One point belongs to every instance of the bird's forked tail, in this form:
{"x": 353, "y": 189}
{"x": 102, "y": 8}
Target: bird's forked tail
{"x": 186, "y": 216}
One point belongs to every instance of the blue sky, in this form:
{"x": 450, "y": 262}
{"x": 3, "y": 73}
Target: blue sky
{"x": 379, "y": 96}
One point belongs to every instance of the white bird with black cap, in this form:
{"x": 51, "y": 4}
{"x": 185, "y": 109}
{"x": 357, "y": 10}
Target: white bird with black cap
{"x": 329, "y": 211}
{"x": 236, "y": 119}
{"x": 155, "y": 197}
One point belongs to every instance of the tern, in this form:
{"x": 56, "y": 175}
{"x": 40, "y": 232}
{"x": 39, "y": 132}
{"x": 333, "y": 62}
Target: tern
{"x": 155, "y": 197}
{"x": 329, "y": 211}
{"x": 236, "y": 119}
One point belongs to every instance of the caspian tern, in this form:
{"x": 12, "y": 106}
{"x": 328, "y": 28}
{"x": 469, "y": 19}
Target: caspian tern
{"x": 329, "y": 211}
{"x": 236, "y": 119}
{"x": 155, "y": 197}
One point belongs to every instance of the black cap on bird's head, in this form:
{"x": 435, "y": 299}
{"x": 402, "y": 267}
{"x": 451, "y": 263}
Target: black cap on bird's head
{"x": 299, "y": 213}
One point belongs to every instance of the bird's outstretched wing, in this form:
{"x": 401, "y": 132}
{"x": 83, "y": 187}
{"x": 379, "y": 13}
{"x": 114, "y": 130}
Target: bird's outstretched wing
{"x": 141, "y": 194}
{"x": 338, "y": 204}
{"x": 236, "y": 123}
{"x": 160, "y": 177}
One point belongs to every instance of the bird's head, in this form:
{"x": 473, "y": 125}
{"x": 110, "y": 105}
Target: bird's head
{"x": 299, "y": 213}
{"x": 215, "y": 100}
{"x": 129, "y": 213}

+++

* [AIM OF THE TASK]: For each line of the data that includes the word "point", return a copy of it.

* [ANSWER FOR THIS EXERCISE]:
One point belongs to every instance of the bird's forked tail, in this form:
One point belongs to every instance of the blue sky, in this form:
One point belongs to every instance of the white bird with black cap, in this form:
One point belongs to every instance of the tern, in this form:
One point belongs to every instance of the caspian tern, in this form:
One point belongs to every instance of the black cap on bird's head, in this form:
One point belongs to every instance of the bird's outstretched wing, in this form:
One point belongs to every instance of the bird's head, in this form:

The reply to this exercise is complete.